Data shown

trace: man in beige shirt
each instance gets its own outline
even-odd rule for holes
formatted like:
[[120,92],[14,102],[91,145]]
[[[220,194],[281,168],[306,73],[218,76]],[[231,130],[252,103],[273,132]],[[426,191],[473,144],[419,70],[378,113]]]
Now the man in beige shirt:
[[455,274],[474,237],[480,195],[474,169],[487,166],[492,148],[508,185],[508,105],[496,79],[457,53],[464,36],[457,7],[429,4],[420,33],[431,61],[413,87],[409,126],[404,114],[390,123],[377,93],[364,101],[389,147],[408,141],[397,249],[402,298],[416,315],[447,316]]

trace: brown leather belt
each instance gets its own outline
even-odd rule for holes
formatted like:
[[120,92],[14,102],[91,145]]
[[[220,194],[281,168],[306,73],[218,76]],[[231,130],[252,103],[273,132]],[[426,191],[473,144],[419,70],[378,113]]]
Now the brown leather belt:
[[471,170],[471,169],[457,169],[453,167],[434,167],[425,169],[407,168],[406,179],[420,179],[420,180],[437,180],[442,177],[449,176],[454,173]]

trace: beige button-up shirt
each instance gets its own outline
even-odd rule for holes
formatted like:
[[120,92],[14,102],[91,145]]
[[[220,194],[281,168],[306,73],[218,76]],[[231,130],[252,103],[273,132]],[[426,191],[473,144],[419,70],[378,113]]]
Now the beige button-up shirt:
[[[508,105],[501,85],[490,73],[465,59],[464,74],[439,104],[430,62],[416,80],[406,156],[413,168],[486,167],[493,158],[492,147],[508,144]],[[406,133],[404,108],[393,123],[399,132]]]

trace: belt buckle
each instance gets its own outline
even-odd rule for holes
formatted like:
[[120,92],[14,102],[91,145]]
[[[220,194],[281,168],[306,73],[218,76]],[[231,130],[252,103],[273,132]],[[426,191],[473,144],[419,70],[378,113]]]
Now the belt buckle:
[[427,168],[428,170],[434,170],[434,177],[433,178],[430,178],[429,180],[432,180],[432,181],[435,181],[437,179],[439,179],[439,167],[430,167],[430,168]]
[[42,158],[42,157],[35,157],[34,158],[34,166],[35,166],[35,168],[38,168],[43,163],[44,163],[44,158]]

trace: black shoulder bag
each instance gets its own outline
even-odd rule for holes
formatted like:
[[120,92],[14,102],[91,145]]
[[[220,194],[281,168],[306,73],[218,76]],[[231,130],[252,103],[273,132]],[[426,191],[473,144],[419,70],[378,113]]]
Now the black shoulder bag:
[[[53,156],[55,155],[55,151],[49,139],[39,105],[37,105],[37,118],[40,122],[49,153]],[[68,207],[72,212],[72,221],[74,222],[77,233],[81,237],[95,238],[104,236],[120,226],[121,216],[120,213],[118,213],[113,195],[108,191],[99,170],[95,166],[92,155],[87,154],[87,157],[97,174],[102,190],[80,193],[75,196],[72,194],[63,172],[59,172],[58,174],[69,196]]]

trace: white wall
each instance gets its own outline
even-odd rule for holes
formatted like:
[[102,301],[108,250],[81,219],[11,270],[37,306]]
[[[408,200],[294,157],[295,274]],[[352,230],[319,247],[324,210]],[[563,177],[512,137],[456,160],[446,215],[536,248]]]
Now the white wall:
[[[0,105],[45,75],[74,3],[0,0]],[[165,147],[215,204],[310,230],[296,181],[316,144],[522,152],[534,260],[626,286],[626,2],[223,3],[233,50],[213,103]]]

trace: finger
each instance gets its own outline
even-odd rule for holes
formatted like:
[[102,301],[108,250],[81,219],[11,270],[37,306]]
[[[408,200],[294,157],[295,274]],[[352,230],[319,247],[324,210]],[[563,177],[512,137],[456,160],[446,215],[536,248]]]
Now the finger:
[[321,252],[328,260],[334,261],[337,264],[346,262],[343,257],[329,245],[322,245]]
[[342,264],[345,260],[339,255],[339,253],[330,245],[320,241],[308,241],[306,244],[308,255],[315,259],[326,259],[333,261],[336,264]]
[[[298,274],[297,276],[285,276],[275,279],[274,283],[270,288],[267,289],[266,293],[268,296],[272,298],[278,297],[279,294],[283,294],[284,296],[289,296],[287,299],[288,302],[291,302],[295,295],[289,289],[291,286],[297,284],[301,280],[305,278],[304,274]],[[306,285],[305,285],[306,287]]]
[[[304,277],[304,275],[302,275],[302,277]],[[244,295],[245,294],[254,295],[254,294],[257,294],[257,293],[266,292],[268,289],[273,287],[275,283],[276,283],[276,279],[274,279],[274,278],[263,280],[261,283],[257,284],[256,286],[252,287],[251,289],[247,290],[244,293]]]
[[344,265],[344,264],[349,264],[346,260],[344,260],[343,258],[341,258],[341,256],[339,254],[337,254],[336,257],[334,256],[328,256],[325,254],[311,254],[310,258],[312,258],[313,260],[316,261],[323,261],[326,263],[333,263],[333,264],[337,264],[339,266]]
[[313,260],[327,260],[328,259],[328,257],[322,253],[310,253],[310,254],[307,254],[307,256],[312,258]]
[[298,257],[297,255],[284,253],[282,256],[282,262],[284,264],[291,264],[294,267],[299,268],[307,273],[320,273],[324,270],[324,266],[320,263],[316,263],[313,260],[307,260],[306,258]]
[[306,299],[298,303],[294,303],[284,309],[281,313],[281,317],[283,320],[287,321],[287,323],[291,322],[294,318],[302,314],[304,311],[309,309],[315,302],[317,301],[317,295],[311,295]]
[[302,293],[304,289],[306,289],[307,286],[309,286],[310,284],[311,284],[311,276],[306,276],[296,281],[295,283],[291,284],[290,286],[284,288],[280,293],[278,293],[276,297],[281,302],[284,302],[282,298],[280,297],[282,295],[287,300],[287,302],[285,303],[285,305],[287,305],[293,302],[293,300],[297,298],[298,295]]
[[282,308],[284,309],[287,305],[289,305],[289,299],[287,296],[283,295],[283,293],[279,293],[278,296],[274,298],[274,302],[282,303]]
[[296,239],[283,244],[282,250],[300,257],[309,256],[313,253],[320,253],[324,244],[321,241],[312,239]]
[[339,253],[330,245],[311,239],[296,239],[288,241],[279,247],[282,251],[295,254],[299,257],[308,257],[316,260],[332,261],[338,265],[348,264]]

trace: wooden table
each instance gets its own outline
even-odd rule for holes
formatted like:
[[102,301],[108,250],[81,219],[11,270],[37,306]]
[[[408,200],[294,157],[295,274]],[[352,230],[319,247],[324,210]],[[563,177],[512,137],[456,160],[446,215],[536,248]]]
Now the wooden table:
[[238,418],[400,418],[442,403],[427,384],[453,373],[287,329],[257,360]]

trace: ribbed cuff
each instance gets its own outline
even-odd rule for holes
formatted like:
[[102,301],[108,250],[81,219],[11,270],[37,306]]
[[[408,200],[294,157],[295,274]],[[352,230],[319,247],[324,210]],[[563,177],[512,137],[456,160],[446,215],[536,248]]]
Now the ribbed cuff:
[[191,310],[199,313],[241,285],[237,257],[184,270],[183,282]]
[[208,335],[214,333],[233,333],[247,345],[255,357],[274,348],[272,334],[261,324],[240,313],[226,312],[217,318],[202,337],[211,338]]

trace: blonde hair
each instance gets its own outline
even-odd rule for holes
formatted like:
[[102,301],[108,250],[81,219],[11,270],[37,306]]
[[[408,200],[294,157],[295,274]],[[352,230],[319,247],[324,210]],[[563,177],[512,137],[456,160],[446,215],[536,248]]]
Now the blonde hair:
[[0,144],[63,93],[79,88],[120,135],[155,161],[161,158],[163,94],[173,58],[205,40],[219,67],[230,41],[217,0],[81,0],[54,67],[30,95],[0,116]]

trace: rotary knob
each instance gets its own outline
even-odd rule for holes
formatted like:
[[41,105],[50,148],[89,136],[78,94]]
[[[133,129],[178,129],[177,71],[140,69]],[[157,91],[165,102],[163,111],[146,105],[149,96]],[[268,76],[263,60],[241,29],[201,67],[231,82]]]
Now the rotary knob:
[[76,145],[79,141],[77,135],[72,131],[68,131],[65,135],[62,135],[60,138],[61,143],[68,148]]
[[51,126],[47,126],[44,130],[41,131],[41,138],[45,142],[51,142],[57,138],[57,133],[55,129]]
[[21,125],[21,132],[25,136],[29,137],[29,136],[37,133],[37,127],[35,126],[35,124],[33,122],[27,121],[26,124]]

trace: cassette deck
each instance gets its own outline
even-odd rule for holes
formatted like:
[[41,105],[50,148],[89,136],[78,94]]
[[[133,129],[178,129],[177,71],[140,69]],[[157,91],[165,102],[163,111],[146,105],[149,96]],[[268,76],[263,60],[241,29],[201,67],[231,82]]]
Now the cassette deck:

Task prompt
Please work out how many lines in this listing contain "cassette", then give only that number.

Written reply
2